**STATED TASK:**
Rewrite only the material from the line with "Every instance of the white" up to and including the line with "<point>72,112</point>", keeping every line. Decrease each coordinate in the answer points by 85, and leave the requests and their sample formats as they are.

++++ EXERCISE MATERIALS

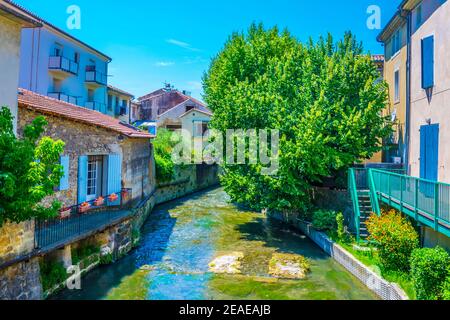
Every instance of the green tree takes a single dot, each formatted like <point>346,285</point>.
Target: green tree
<point>29,170</point>
<point>325,98</point>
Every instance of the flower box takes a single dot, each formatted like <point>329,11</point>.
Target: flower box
<point>64,213</point>
<point>99,202</point>
<point>113,197</point>
<point>84,207</point>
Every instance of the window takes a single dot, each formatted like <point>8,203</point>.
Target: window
<point>397,86</point>
<point>428,62</point>
<point>57,84</point>
<point>94,177</point>
<point>90,95</point>
<point>419,16</point>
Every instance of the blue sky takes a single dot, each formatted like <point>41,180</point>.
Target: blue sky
<point>152,41</point>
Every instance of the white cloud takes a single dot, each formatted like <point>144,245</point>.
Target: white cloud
<point>182,44</point>
<point>164,64</point>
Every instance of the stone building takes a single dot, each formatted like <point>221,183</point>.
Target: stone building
<point>102,155</point>
<point>12,20</point>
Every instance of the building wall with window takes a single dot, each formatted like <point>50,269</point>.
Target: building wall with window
<point>97,161</point>
<point>394,38</point>
<point>59,66</point>
<point>430,91</point>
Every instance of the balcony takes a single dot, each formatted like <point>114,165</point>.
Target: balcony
<point>122,110</point>
<point>62,97</point>
<point>62,65</point>
<point>95,78</point>
<point>97,106</point>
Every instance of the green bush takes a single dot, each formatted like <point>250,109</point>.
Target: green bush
<point>324,220</point>
<point>84,251</point>
<point>429,271</point>
<point>52,274</point>
<point>395,238</point>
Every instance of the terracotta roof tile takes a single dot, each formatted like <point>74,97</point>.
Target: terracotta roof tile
<point>72,112</point>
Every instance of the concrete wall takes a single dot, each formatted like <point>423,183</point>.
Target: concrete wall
<point>187,180</point>
<point>437,110</point>
<point>9,64</point>
<point>397,107</point>
<point>38,45</point>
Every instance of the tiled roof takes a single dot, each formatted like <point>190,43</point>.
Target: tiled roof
<point>46,105</point>
<point>122,92</point>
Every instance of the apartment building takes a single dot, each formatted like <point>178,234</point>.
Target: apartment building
<point>12,20</point>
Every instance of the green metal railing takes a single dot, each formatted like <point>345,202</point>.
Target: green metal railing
<point>428,202</point>
<point>353,190</point>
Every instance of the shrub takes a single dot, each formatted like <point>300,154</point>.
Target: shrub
<point>324,220</point>
<point>395,238</point>
<point>429,271</point>
<point>341,234</point>
<point>52,273</point>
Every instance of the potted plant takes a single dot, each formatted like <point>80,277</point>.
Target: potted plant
<point>84,207</point>
<point>99,201</point>
<point>113,197</point>
<point>64,212</point>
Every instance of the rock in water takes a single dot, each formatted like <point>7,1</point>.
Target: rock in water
<point>229,263</point>
<point>288,266</point>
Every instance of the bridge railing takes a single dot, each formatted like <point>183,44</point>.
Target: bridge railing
<point>428,202</point>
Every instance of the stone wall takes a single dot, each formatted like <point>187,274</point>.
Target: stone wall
<point>187,180</point>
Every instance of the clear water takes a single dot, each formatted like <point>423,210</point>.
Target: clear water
<point>182,237</point>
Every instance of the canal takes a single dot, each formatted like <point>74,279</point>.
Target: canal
<point>182,237</point>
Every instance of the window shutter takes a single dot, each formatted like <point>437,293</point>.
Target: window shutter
<point>82,178</point>
<point>114,173</point>
<point>64,182</point>
<point>428,62</point>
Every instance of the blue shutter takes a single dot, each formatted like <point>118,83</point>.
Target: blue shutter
<point>64,182</point>
<point>428,62</point>
<point>114,173</point>
<point>82,178</point>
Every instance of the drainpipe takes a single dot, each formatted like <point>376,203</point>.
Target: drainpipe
<point>407,15</point>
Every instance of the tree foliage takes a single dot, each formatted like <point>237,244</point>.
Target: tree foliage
<point>29,170</point>
<point>325,98</point>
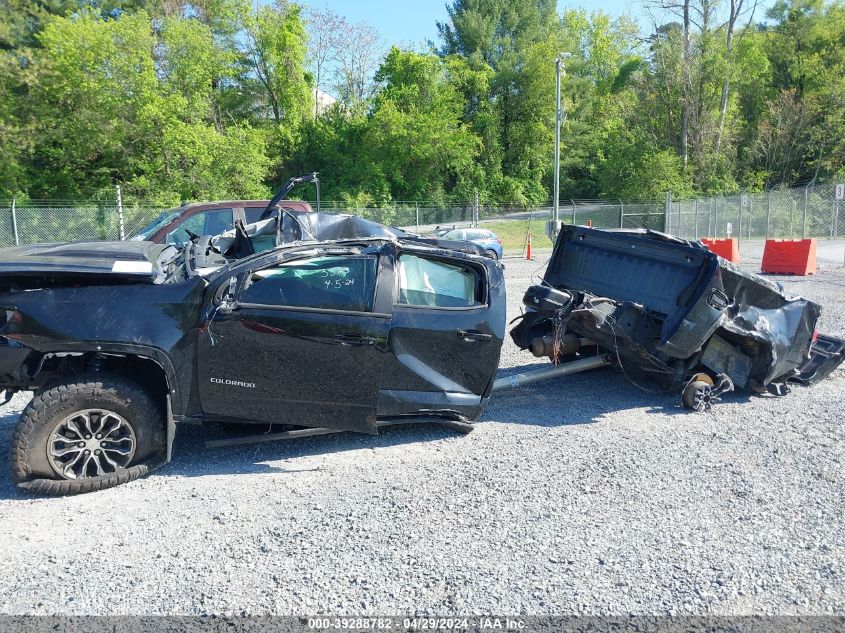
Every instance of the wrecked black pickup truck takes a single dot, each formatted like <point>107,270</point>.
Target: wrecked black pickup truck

++++++++

**REPLY:**
Every instance of the white cloud takes a single dot, each formatted like <point>144,245</point>.
Target: white cloud
<point>97,-41</point>
<point>79,-21</point>
Every instance of the stone building takes a single dot, each formatted like <point>221,183</point>.
Target: stone building
<point>17,70</point>
<point>-73,-65</point>
Every instance of the building wall with window takes a single dot, each formatted like <point>50,269</point>.
Target: building wall with window
<point>12,76</point>
<point>309,-47</point>
<point>-26,-19</point>
<point>345,6</point>
Every instance of the balcony takes a single dot, each formatted like <point>114,165</point>.
Target: balcony
<point>37,25</point>
<point>-23,12</point>
<point>-23,-20</point>
<point>10,-7</point>
<point>12,21</point>
Every instance of the green bush takes a single dot, each formatted like <point>250,109</point>.
Target: green bush
<point>239,135</point>
<point>-1,166</point>
<point>344,186</point>
<point>-33,189</point>
<point>310,153</point>
Every instance of the terracotta roof tile takes a single dot, each formatted like <point>74,97</point>.
Target: terracotta roof tile
<point>-13,27</point>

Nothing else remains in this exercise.